··· Recorded data

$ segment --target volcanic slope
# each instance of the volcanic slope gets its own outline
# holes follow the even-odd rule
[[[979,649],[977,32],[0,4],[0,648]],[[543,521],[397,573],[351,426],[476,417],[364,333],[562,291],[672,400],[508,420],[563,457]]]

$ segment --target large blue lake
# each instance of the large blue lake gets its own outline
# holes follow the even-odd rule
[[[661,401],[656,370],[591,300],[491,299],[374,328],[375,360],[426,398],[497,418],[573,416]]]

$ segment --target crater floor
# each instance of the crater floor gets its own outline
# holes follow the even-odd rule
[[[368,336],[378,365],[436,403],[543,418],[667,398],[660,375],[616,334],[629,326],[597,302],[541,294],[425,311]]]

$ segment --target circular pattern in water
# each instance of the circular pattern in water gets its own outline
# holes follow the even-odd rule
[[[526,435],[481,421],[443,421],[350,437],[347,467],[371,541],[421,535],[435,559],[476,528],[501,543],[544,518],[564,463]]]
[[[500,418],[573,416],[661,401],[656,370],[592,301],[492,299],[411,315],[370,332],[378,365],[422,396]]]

······
··· Recorded data

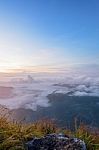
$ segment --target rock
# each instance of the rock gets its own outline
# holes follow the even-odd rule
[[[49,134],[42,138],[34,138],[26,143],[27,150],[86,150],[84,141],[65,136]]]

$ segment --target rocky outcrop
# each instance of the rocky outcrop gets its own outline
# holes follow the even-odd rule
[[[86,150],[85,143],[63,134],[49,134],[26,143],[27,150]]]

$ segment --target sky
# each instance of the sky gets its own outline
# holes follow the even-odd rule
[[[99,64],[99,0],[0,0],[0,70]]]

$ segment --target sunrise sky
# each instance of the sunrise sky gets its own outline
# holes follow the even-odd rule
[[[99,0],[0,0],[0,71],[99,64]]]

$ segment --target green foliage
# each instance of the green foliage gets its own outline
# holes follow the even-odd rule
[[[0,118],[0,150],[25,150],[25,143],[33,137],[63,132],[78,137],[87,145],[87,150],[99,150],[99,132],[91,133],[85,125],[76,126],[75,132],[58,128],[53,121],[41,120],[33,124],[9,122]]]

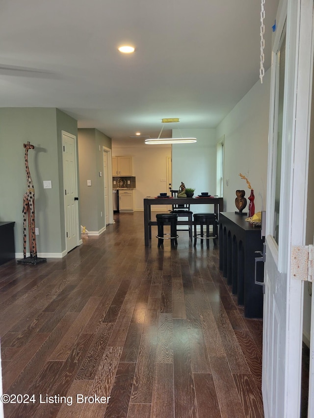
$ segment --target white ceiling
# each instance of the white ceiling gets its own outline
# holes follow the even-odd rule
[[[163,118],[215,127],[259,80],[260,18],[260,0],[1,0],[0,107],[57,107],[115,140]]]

······

Exercise: Collect each line of the records above that contains the string "ceiling".

Worked solution:
$ segment --target white ceiling
# each instance of the white ceiling gets its own outline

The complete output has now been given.